DIRECTIVE 1: According to the reviews for The Name of the Game, why did the captors think Sam was the oldest brother?

SUPPLIED TEXT:
##########
Reviews for The Name of the Game
bhoney chapter 2 . 2/4/2009
Whew, finally have a minute to get back to this fic!

LOVED all the little comments Sam made that showed his utter confidence in Dean: “You’re going to need to bring a better game, then. Dean will make mincemeat out of this chump.” “When my brother comes after you, just remember that you asked for it.” “Whatever you think you know about Dean, you don’t know nearly enough, Mahoney, or you’d let me go right now.” LOVE vengeful Dean, coming for his little bro, kicking butt and taking names, and I LOVE a confident Sam who knows that's just how it's gonna go down. *happy sigh*

Interesting, they took the wrong brother, huh? Liked the twist, and that they thought Sam was the oldest cuz he's taller. Wonder why creepy old guy wants Dean? Hm...

This made me giggle: "Dean might have punched something a little bit". *snort* Is that even possible, to punch something a little bit? LOL

Nicely said, this was powerful: "Cold Oak loomed over the conversation, like it did over every conversation they’d had since, its icy fingers clutching Dean’s heart."

Loved Bobby's reassurance: “You’ll find him—you always do.” Love that it's true.

Oh crap. The old guy knows their code word? That can't be good!

I also love an intimidating, threatening Dean when Sam's in trouble: “You’ve got my brother, you sonofabitch. I want him back. Now. Unharmed, or you’re gonna regret the day you messed with us.” And you know he'll make good on that, too. Almost gotta feel sorry for the old guy. Almost.

I'm really hoping Dean's gonna stage a seige, storm the place, take out the baddies one by one, and save Sammy! Just like Die Hard! LOL
annie200 chapter 7 . 2/3/2009
The downside of this being such an outstanding story is that I have rushed through the last 4 chapters without stopping to review anything.

Quite apart from the meticulous planning of the plot your descriptions of scenery and place are vivid and your baddies are totally believable. But most of all this entire tale was permeated with Dean's desperate love for his brother and his desire to rescue him.

As for Mahoney's words to him about Sam? Ouch..and of course Dean is always ready to believe the worst of himself and the best of his brother, so Dean's low self-esteem rang true as well.
annie200 chapter 2 . 2/3/2009
This is fantastic! I was so tense I forgot to breathe out, and Dean's post-Cold Oak desperation is almost palpable. Loved how Sam boasted that his big bro would save him, too!
bhoney chapter 1 . 1/29/2009
"That’s a first, he thought dryly—maybe his luck was changing for the better. Now that would be something really supernatural, wouldn’t it?" Love the irony there.

Liked how Sam and Dean's thoughts were similar in some places.

LOVED this: "Except that it still wasn’t oriented correctly, because true north wasn’t answering his calls."

Hm...whatever this Mahoney wants with Sam, it can't be good. Even worse, he's got a veritable army to do his dirty work. And a basement with shackles in it? That can't be good! AND they've got the Impala!
##########
PROVIDED ENTRIES:
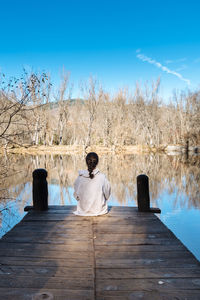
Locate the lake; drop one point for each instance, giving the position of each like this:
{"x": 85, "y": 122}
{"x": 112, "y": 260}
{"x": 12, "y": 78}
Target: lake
{"x": 174, "y": 183}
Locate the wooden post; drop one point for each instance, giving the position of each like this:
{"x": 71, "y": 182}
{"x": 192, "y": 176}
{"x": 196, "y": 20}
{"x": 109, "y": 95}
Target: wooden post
{"x": 40, "y": 190}
{"x": 143, "y": 198}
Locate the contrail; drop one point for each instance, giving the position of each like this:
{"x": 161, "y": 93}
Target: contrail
{"x": 163, "y": 68}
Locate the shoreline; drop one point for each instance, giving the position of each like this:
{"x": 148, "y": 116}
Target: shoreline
{"x": 77, "y": 149}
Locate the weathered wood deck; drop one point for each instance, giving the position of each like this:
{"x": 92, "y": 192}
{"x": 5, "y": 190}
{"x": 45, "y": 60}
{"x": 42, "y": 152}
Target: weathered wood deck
{"x": 122, "y": 255}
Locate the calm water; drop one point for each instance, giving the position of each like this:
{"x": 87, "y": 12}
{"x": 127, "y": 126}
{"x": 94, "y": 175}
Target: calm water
{"x": 174, "y": 187}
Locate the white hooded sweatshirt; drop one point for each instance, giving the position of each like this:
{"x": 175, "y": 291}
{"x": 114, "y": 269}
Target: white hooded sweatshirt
{"x": 91, "y": 194}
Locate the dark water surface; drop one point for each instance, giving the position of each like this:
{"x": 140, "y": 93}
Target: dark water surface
{"x": 174, "y": 187}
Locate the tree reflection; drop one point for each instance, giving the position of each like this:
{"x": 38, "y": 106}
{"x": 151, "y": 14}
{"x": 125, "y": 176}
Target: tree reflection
{"x": 166, "y": 173}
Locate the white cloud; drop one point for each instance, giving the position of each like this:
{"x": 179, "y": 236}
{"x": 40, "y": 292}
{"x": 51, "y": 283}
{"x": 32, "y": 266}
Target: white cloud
{"x": 151, "y": 61}
{"x": 197, "y": 60}
{"x": 169, "y": 61}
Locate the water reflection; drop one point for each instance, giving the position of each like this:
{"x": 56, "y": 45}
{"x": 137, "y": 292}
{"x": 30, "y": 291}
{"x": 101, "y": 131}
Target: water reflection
{"x": 174, "y": 182}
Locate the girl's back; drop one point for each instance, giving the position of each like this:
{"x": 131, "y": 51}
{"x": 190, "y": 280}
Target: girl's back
{"x": 91, "y": 190}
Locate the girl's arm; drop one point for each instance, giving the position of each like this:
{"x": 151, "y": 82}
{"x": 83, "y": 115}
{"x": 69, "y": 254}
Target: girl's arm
{"x": 76, "y": 184}
{"x": 106, "y": 188}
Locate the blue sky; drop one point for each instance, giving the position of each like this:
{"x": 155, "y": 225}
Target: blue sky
{"x": 117, "y": 41}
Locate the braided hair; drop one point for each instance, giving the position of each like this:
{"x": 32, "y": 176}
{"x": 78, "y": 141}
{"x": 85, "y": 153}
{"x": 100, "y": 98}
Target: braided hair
{"x": 92, "y": 160}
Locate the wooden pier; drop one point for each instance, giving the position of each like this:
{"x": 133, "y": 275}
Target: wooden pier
{"x": 125, "y": 254}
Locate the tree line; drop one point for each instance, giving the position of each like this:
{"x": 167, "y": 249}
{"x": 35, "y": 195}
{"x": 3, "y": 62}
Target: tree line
{"x": 32, "y": 112}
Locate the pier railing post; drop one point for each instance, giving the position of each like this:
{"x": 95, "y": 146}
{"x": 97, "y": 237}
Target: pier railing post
{"x": 143, "y": 198}
{"x": 40, "y": 190}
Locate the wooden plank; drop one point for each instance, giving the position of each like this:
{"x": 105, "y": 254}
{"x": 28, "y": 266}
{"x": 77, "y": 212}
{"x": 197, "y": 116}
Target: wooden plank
{"x": 44, "y": 293}
{"x": 129, "y": 228}
{"x": 46, "y": 282}
{"x": 148, "y": 272}
{"x": 139, "y": 248}
{"x": 143, "y": 254}
{"x": 158, "y": 262}
{"x": 47, "y": 262}
{"x": 66, "y": 239}
{"x": 124, "y": 254}
{"x": 45, "y": 253}
{"x": 149, "y": 295}
{"x": 103, "y": 285}
{"x": 68, "y": 246}
{"x": 137, "y": 241}
{"x": 45, "y": 271}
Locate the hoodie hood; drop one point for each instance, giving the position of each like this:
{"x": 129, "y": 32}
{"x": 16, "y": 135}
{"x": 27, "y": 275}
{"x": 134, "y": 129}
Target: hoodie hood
{"x": 85, "y": 173}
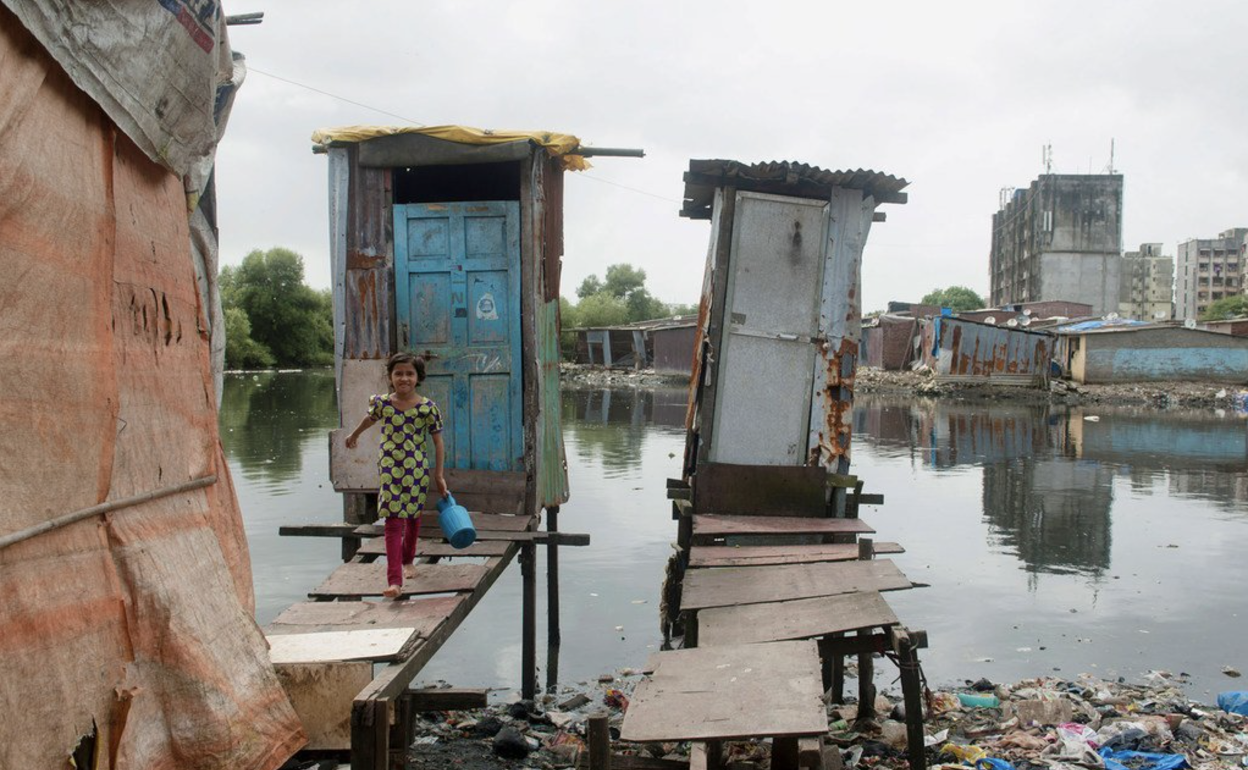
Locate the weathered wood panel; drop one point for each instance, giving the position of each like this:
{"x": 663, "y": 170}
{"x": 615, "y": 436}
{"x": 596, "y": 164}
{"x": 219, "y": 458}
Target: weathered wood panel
##########
DIRECTIVE 2: Please count the lines of the listing that contain the string "braided" and reply with the number alone.

COMPLETE RESPONSE 1: Because he's taller.

COMPLETE RESPONSE 2: 2